### Provided entries:

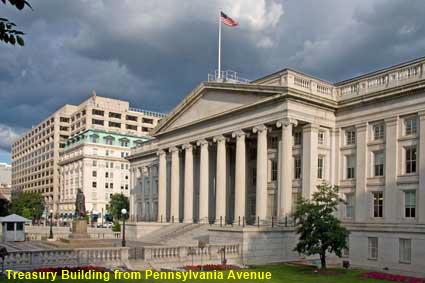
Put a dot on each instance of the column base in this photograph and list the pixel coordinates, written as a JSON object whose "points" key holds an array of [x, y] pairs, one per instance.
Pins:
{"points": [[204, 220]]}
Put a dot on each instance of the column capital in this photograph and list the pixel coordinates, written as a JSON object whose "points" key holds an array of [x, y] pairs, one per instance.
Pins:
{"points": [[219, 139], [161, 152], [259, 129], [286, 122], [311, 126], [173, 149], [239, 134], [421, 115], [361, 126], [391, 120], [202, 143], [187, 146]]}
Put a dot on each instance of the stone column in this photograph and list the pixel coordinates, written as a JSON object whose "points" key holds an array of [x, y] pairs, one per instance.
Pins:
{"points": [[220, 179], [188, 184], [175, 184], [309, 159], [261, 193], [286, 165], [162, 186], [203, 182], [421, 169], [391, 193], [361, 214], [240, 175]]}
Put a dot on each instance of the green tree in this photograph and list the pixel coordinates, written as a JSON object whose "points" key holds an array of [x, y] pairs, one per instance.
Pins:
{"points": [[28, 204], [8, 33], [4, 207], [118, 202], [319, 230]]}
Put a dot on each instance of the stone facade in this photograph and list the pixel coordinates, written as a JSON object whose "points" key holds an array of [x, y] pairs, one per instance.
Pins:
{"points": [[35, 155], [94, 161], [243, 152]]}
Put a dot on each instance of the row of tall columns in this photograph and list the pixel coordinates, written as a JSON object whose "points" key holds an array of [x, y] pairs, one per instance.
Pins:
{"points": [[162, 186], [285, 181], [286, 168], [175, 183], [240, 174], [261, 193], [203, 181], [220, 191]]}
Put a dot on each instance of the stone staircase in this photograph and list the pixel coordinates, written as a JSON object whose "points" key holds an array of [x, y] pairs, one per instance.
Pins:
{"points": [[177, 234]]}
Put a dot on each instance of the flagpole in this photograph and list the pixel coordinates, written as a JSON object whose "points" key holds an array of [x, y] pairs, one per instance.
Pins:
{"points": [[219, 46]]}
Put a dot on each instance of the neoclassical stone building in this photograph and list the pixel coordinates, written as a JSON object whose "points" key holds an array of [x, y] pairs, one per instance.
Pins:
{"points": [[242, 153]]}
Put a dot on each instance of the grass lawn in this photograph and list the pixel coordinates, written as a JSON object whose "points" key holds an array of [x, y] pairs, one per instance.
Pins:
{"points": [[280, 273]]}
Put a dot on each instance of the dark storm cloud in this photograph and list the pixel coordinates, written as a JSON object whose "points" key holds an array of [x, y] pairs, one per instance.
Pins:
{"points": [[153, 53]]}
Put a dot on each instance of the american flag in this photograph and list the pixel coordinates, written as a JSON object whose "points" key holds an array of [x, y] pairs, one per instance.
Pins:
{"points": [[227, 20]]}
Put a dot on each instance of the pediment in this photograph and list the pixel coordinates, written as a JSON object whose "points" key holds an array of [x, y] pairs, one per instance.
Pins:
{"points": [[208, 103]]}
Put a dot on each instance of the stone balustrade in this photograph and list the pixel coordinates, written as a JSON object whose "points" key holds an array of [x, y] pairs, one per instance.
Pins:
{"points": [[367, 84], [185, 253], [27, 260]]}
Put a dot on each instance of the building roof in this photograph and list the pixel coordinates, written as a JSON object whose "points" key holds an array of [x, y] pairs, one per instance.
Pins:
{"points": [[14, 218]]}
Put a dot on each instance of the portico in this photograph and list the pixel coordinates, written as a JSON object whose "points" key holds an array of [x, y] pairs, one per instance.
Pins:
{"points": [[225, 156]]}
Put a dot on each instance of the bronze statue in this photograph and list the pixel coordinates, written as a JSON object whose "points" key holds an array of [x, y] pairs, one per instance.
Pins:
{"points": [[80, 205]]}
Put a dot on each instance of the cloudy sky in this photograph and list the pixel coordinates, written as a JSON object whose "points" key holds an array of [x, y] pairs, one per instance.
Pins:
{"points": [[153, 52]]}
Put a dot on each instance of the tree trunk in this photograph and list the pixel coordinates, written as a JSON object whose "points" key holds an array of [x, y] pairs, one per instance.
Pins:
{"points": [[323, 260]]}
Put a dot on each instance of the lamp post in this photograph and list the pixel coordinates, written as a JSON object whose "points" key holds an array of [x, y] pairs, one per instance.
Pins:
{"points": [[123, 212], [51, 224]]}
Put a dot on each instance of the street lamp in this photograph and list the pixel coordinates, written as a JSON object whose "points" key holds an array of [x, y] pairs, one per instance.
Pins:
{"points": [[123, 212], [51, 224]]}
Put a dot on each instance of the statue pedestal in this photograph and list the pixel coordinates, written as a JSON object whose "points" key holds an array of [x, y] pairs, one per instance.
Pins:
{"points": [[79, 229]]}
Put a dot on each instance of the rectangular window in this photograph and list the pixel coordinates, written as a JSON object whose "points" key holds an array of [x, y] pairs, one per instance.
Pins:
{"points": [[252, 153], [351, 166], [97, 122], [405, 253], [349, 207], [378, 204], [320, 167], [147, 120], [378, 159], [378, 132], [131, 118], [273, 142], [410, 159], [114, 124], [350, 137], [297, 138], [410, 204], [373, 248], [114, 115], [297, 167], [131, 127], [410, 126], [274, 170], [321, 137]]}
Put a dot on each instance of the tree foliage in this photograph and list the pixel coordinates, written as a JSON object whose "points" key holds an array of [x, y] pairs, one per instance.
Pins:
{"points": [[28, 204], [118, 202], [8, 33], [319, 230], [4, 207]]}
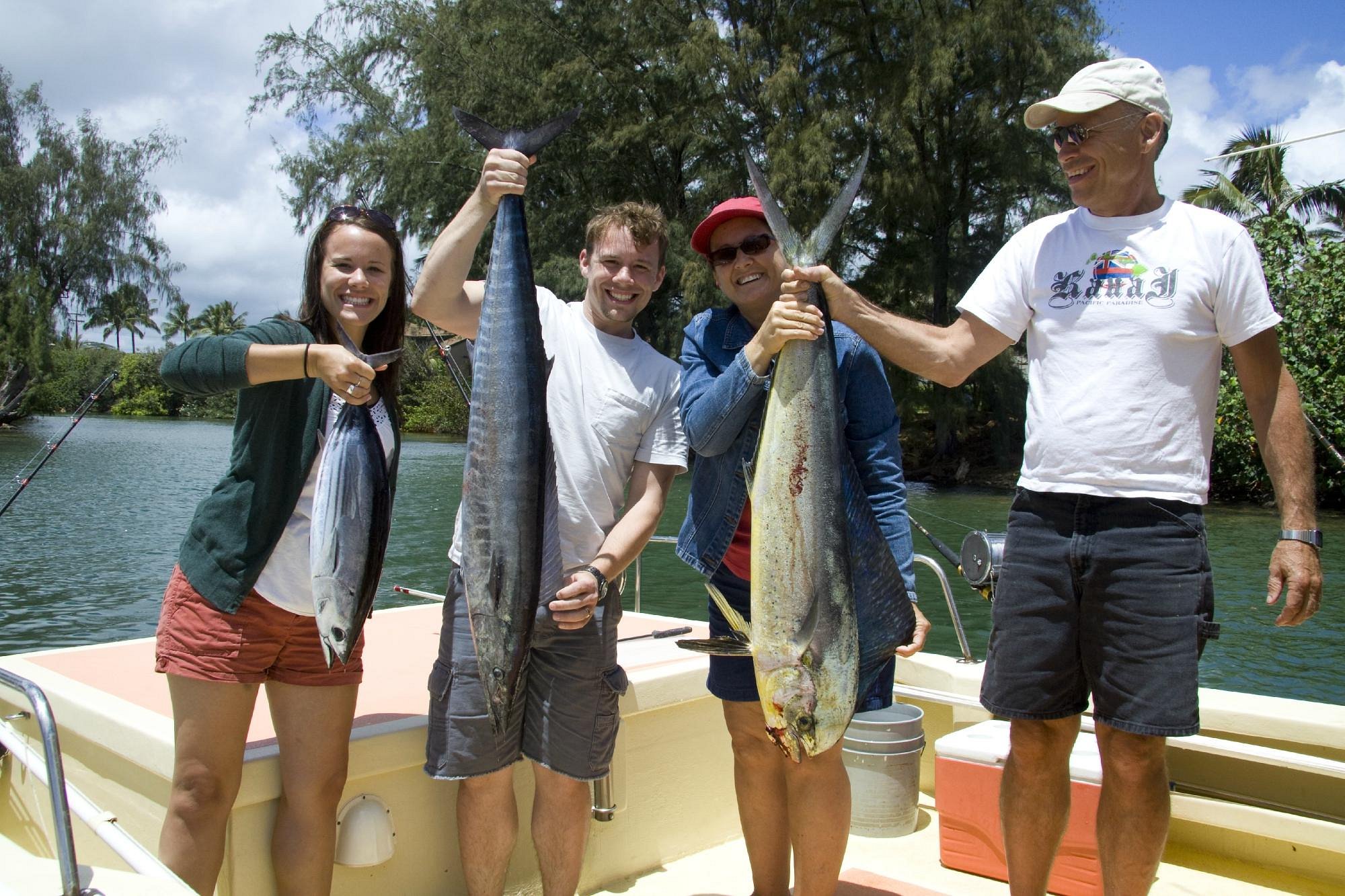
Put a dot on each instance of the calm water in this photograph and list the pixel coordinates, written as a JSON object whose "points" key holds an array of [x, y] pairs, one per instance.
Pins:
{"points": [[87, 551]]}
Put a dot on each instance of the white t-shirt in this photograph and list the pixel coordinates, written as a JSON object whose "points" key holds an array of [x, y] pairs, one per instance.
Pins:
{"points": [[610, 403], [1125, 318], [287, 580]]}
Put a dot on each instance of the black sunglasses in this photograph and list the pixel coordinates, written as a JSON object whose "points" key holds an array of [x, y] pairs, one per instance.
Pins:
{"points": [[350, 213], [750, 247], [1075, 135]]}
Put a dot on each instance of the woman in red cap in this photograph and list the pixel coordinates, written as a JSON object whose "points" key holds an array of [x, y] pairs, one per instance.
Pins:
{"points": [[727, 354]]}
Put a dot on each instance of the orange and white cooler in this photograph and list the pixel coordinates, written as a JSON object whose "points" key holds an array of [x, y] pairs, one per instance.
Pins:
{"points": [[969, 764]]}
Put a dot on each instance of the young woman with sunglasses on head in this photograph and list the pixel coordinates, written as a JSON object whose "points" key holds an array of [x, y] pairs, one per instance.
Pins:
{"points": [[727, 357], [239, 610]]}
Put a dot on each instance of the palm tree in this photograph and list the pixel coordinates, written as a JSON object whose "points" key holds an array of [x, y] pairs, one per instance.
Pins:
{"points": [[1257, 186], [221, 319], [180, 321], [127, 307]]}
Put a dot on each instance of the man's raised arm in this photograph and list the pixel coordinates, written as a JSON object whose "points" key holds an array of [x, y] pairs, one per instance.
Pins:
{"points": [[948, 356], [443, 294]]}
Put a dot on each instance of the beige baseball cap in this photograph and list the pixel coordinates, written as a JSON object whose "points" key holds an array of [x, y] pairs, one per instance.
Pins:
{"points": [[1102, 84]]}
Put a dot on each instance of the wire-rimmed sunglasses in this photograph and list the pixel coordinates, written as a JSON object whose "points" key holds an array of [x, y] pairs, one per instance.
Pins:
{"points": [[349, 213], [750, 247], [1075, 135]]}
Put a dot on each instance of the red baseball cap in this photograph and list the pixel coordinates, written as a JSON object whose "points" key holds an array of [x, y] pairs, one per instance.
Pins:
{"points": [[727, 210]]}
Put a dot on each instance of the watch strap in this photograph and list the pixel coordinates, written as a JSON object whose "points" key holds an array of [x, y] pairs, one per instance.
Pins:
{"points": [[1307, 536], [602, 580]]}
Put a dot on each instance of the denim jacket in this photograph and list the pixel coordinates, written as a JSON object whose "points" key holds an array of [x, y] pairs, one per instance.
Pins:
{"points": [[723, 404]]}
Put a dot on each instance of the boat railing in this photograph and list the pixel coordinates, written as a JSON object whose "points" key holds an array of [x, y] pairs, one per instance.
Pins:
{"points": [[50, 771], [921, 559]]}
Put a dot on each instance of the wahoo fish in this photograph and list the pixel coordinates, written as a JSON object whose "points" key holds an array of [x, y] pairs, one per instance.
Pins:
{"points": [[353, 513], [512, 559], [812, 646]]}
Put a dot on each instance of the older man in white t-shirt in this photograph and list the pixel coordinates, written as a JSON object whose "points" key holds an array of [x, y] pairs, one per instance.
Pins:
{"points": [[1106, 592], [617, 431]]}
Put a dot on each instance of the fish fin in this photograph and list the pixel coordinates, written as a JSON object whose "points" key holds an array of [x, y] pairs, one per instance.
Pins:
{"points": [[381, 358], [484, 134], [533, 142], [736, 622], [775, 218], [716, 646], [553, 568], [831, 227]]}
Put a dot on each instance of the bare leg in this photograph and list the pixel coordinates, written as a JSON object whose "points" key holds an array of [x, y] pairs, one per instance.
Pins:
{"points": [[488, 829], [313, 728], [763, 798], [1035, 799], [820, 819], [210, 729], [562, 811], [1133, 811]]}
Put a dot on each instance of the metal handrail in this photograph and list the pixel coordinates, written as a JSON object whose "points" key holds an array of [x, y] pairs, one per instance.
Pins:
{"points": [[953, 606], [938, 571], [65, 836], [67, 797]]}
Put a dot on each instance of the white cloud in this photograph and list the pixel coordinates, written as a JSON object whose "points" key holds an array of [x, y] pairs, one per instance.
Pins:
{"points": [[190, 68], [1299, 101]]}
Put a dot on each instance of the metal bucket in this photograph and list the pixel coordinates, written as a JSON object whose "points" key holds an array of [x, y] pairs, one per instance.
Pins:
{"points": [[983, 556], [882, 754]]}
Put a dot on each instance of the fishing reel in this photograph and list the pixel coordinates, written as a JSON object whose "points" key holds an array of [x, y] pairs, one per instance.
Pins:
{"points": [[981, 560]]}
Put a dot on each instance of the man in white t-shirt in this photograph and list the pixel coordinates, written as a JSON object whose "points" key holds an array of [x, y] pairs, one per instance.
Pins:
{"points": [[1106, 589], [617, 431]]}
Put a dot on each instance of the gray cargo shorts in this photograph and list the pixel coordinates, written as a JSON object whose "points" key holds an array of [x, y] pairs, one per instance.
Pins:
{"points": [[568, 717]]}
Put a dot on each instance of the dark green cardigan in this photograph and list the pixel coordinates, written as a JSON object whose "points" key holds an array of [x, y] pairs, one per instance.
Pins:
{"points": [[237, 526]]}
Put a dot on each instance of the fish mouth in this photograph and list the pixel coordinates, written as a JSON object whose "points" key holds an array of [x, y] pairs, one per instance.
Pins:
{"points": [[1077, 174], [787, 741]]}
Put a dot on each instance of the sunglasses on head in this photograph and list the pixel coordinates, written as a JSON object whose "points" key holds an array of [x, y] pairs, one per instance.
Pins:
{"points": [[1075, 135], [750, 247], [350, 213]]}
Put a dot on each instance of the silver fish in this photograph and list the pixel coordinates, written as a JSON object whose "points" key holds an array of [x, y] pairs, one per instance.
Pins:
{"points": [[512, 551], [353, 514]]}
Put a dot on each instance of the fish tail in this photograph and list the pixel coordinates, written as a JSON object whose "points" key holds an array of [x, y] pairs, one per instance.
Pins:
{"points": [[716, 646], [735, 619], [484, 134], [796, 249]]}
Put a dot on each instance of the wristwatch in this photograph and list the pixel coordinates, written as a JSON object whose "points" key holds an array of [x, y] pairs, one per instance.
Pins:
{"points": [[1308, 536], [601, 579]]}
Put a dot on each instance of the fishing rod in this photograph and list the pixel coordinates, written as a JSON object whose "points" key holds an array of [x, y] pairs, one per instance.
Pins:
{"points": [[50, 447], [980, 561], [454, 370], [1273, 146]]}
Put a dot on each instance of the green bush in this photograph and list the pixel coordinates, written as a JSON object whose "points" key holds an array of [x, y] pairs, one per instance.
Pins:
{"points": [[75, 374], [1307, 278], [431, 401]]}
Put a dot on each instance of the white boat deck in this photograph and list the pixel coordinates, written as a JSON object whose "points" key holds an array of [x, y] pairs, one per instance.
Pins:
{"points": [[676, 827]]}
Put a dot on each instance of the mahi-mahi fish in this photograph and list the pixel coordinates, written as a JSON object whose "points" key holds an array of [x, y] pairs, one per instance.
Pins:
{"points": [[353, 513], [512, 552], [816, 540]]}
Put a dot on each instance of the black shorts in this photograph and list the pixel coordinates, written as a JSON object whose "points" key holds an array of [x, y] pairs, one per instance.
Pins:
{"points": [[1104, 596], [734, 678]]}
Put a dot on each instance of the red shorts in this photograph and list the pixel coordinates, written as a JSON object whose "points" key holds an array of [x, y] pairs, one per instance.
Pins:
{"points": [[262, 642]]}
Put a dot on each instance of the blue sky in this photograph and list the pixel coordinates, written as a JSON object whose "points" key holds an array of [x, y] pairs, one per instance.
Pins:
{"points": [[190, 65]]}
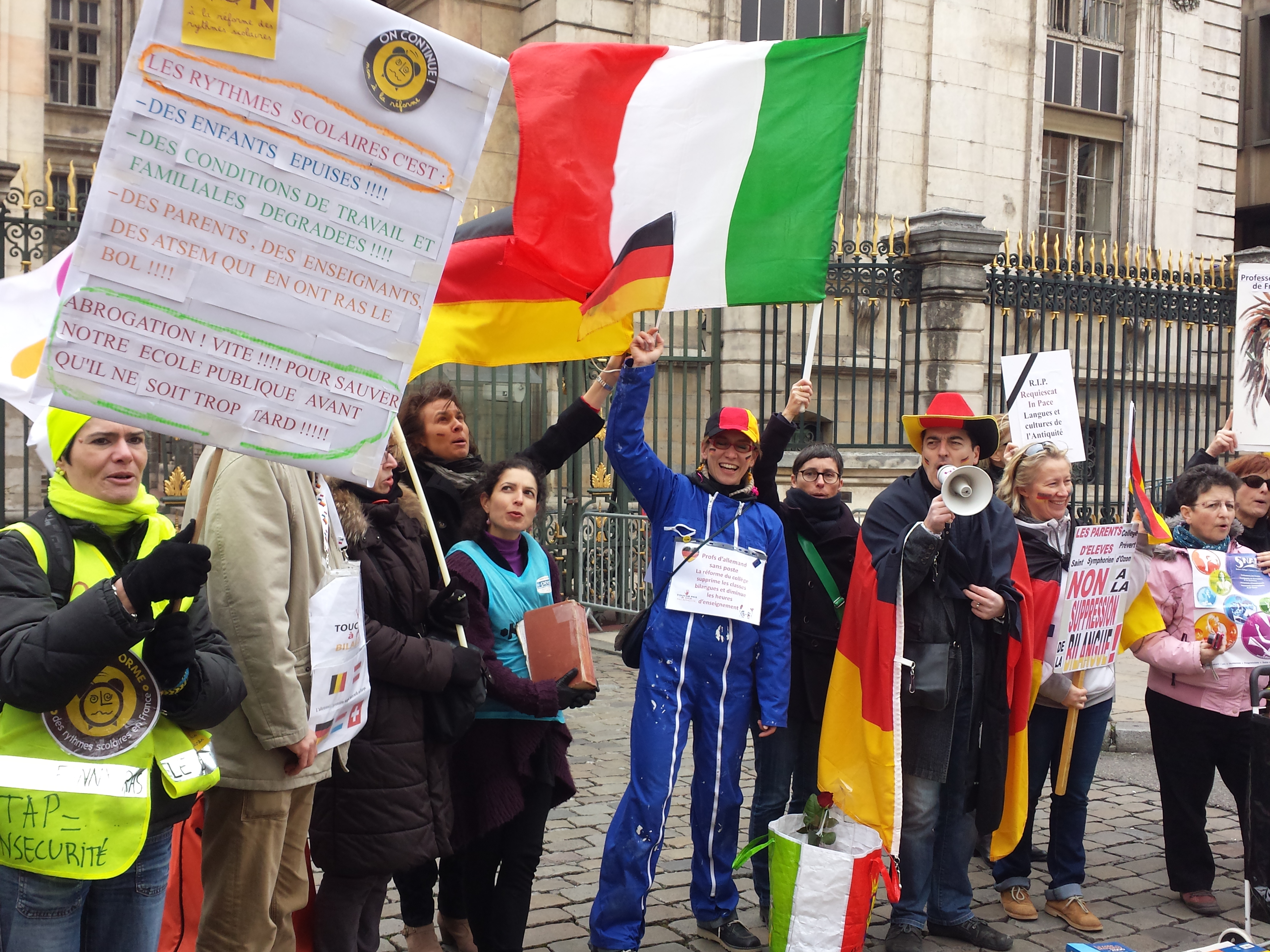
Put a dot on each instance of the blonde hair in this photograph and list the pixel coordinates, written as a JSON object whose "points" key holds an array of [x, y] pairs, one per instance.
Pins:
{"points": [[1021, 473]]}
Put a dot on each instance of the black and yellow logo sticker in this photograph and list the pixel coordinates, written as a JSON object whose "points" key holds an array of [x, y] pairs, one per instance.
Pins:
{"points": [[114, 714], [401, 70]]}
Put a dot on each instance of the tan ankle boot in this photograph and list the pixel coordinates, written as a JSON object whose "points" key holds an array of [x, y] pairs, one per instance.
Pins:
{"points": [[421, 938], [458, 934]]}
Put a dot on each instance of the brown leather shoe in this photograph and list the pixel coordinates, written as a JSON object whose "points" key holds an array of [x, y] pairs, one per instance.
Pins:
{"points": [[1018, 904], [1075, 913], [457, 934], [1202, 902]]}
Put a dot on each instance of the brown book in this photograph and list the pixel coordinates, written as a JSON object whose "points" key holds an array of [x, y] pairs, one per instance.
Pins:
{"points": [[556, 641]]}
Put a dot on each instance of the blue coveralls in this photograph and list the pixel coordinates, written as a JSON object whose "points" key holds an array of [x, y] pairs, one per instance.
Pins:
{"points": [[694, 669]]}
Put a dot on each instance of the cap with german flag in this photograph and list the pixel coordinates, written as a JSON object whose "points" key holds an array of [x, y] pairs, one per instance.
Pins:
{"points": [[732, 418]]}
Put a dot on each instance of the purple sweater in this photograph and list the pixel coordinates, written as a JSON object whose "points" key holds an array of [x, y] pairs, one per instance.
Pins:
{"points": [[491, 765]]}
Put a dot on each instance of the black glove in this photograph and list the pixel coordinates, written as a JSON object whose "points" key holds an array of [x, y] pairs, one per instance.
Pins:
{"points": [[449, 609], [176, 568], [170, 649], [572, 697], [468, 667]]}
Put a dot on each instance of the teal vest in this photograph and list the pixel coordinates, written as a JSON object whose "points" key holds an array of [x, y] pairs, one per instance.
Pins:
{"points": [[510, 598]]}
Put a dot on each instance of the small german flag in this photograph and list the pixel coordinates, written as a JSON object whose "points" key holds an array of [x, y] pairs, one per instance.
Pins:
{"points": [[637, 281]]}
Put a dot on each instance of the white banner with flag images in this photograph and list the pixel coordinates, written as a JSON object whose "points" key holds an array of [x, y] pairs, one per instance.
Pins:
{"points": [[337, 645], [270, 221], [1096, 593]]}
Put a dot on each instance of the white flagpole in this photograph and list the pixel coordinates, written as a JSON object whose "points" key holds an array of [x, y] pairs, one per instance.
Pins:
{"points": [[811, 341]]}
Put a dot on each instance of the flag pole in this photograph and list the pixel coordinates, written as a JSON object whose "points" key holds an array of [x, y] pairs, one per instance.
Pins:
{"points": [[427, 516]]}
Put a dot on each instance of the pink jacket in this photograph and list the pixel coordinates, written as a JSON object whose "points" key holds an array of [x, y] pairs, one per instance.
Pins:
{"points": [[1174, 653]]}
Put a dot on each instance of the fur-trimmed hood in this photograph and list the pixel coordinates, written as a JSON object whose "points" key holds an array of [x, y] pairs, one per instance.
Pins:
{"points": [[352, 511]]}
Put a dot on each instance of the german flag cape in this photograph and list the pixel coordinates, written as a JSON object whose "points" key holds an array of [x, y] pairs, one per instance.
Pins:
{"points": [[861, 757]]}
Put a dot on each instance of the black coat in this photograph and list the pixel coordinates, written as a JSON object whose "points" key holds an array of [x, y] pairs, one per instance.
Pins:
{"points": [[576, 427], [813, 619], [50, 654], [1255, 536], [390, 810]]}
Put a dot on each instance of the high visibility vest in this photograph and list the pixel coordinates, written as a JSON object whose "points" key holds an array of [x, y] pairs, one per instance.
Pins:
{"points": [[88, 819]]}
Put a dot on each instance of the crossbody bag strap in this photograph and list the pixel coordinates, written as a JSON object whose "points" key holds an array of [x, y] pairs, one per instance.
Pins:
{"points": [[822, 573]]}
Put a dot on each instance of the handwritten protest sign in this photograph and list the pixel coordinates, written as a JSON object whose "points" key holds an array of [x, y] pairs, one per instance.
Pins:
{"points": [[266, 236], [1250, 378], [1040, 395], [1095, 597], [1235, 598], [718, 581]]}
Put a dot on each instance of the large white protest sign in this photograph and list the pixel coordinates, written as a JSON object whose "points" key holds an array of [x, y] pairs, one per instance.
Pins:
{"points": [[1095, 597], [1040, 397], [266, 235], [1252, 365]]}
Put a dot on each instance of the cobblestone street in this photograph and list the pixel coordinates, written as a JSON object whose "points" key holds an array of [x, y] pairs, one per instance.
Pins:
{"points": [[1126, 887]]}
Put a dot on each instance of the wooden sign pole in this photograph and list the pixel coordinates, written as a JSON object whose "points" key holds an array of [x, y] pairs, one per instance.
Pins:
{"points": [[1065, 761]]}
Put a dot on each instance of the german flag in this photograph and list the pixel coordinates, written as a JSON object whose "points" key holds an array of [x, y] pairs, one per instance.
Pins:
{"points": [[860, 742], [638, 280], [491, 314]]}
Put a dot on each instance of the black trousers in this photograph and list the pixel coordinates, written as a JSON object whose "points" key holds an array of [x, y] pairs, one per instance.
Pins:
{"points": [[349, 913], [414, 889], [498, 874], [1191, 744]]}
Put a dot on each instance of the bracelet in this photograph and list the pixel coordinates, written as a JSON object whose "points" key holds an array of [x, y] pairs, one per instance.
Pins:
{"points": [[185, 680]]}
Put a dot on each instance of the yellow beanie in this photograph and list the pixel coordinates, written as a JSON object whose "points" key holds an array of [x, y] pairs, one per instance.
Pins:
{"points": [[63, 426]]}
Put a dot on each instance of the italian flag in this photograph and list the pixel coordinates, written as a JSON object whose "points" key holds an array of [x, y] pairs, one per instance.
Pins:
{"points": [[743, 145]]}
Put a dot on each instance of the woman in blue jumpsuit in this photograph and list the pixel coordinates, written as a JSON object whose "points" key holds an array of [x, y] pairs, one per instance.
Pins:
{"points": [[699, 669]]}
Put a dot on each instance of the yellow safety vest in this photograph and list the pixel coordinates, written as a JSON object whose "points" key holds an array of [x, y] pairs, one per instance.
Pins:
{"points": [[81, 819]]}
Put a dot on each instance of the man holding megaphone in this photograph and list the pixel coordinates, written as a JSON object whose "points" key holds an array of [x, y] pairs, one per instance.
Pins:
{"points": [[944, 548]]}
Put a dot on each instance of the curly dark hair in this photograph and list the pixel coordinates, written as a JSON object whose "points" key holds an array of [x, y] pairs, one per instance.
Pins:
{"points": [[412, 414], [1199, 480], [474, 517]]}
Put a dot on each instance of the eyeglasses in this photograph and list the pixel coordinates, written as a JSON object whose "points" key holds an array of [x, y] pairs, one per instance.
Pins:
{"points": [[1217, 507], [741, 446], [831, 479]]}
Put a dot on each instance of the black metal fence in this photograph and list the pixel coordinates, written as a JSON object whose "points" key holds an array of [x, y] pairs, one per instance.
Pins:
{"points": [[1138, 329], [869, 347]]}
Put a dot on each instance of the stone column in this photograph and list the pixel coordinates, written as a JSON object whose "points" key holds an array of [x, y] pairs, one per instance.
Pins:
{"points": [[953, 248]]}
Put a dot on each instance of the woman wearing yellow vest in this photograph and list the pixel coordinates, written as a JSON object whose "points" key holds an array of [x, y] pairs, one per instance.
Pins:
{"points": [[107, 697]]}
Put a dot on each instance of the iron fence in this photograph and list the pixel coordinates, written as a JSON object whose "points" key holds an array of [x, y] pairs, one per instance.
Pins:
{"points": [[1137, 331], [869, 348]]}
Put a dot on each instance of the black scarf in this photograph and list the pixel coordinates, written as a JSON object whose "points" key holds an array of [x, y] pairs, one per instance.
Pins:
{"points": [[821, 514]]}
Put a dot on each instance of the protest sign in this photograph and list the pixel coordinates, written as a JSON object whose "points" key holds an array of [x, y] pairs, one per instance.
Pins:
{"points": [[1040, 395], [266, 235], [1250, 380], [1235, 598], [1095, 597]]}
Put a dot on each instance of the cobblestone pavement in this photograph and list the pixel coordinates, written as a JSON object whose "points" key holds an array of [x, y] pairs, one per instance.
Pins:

### Written exercise:
Reproduce precisely the span of lines that begins at the line containing "Put a dot on each instance of the black scarf" and ends with the last line of the listing.

### Finished exercise:
Put a dot on each instance of the black scarf in this photograph and list the pixel coordinates, written as a JSON object whose "points" key holds an array of [x, y] pairs, one per instance.
Pins:
{"points": [[821, 514]]}
Put a dot on each instance of the protest sign in this photograph and list the pixel coordinates, written as a JSON object whose "points" key holds an array of [x, y] pairs, one per instance.
Pins:
{"points": [[1040, 395], [266, 235], [1250, 380], [1235, 598], [1095, 597]]}
Put a dot on each instance of the cobblestone pavement in this photograph and list the pixel coordinates, written as a JSON object whose "points" key holds an array of [x, y] pairs, one per instance.
Pins:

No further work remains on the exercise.